• Excerpted data
>>>

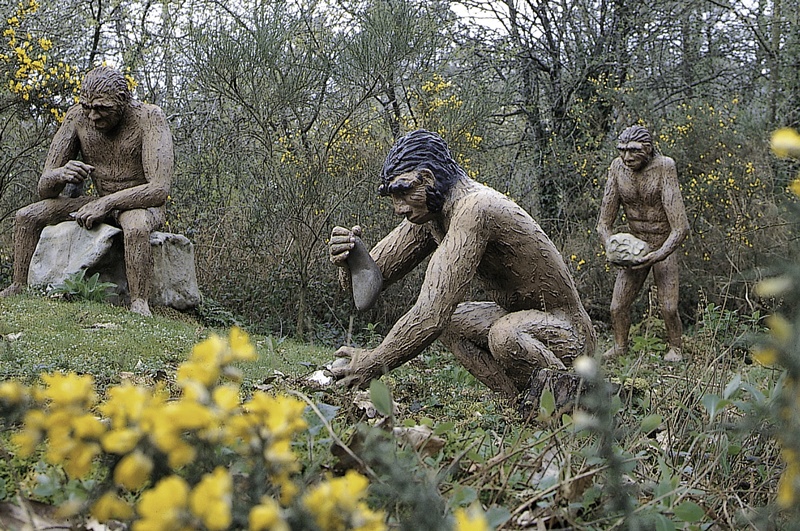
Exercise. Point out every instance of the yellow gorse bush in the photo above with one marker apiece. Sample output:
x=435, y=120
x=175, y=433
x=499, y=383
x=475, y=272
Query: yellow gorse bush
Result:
x=780, y=348
x=29, y=70
x=149, y=440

<<<

• Task details
If a line of the data contains the string "bush", count it; then give the total alone.

• Reply to the exercise
2